* WHAT YOU HAVE TO DO
Copy every entry below verbatim, line by line, in the same order.

=====

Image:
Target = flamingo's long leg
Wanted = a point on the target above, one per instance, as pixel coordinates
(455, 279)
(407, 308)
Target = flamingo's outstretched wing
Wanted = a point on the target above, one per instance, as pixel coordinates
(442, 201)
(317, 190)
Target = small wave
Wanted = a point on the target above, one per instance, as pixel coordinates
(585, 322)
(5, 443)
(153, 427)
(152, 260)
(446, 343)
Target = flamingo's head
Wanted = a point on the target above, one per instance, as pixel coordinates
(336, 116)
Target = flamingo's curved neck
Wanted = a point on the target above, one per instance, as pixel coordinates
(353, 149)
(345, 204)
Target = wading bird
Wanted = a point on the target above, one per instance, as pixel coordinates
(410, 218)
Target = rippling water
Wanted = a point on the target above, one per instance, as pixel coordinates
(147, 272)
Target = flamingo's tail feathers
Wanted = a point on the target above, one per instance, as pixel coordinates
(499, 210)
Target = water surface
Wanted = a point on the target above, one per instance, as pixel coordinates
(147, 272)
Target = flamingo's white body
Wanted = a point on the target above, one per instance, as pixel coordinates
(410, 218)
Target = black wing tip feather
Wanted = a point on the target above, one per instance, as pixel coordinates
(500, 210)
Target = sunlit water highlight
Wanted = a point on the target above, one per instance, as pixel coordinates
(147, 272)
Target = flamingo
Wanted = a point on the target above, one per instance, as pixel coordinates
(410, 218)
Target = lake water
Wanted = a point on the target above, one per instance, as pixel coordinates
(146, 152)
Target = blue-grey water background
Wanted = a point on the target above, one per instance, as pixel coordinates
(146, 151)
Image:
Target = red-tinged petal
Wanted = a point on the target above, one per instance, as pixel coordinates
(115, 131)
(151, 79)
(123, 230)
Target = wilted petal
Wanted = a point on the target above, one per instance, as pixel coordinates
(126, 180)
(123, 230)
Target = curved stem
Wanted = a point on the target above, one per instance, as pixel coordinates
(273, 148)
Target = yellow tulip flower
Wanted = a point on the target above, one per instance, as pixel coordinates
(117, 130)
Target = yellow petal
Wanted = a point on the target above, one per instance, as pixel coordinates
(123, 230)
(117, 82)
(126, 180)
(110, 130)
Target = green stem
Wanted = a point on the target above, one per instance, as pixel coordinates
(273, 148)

=====

* FINISHED EXERCISE
Image:
Target = flamingo's long leg
Wanted = a point on the target above, one per instance, as pixel coordinates
(455, 279)
(407, 308)
Target = flamingo's outstretched wing
Wanted = a point on the target above, one per instance, as pixel coordinates
(442, 201)
(317, 190)
Target = small wave
Wanted = a point on the target above, one per instance, as pixel coordinates
(585, 322)
(5, 443)
(153, 427)
(152, 260)
(446, 343)
Target = flamingo's head
Wanted = a point on the target above, one per instance, as pixel coordinates
(336, 116)
Target = flamingo's curved neck
Wanted = a point on the target above, one per instance, as pixel coordinates
(353, 149)
(345, 204)
Target = wading bird
Wanted = a point on the target above, one per instance, as pixel coordinates
(410, 218)
Target = rippling water
Wanted = a point on the target above, one per instance, as pixel coordinates
(147, 272)
Target = flamingo's tail feathers
Wanted = a point on the target above, one per instance, as pixel coordinates
(499, 210)
Target = water surface
Wanted = a point on the target above, one per instance, as pixel coordinates
(147, 272)
Target = flamingo's white body
Wanted = a point on the target above, one per instance, as pixel coordinates
(410, 218)
Target = black wing tip feather
Wanted = a point on the target above, one per instance, as pixel coordinates
(500, 210)
Target = sunlit water highlight
Wanted = a point on the target above, one per instance, as pixel coordinates
(147, 272)
Target = flamingo
Wanted = a point on the target above, one per instance, as pixel coordinates
(410, 218)
Target = lake water
Wanted = a point on the target above, one per instance, as pixel coordinates
(146, 152)
Target = blue-grey water background
Wanted = a point on the target above, one per instance, as pixel coordinates
(146, 151)
Image:
Target = red-tinged petal
Wanted = a point on the target above, one per instance, as pixel coordinates
(115, 131)
(151, 79)
(123, 230)
Target = wilted petal
Wanted = a point on the target above, one per instance, as pixel coordinates
(126, 180)
(123, 230)
Target = curved stem
Wanted = a point on the target above, one per instance, as pixel coordinates
(273, 148)
Target = yellow tulip flower
Wanted = a point on the target above, one per instance, as pixel coordinates
(117, 130)
Target = yellow petal
Wanted = a point on the target above, one per instance, as pixel coordinates
(123, 230)
(117, 82)
(126, 180)
(110, 130)
Target = green stem
Wanted = a point on the target above, one per instance, as pixel coordinates
(273, 148)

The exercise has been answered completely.